Activity:
Update the items starting at the line containing "Use the prompts" and ending at the line containing "box: [101, 8, 111, 21]" by putting "rectangle" wherever "box" appears, leaving everything else unchanged.
(Excerpted data Opens)
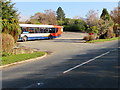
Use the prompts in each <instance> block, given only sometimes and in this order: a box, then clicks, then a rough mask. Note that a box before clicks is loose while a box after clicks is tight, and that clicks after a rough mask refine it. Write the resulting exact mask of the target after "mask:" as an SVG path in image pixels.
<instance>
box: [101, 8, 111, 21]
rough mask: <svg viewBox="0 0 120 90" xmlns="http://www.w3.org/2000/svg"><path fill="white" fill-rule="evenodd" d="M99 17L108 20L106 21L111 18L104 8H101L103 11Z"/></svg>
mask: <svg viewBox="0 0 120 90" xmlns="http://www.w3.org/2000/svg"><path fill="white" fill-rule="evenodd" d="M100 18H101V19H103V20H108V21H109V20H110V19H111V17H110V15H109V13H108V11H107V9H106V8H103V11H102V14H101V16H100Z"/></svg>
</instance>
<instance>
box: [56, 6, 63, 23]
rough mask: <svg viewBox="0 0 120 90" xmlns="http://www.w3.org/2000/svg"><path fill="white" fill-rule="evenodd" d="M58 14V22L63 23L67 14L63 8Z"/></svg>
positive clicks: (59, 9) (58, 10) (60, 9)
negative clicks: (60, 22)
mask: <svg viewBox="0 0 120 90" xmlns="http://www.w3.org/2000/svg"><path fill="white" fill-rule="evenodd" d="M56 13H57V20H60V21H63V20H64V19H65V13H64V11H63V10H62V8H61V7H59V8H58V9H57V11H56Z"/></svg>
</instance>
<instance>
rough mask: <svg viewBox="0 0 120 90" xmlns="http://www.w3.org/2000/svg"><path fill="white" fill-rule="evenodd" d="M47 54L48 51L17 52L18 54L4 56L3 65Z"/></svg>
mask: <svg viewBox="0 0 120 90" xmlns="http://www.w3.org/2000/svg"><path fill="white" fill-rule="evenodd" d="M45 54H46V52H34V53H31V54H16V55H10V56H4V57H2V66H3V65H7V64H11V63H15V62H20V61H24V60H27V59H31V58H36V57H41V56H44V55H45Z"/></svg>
(Excerpted data Closes)
(Excerpted data Opens)
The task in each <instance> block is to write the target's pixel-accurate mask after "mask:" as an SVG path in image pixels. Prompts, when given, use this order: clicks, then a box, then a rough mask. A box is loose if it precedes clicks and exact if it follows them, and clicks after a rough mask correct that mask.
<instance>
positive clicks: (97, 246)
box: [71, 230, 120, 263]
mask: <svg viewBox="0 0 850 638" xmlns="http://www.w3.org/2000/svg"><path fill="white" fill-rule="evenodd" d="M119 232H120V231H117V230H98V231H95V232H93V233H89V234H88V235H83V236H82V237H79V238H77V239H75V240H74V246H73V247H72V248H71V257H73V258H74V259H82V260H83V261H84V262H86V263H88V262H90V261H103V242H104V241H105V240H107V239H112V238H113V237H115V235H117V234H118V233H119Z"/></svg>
(Excerpted data Closes)
Solution:
Use the prompts in each <instance> block, given only sometimes and in this order: a rectangle, then clicks, then a rough mask. Note that a rectangle before clicks is loose while a rectangle after clicks is tight, and that clicks after a rough mask refine it. Write the resulting exact mask of the target after "mask:" as an SVG path in image pixels.
<instance>
rectangle: [101, 8, 111, 21]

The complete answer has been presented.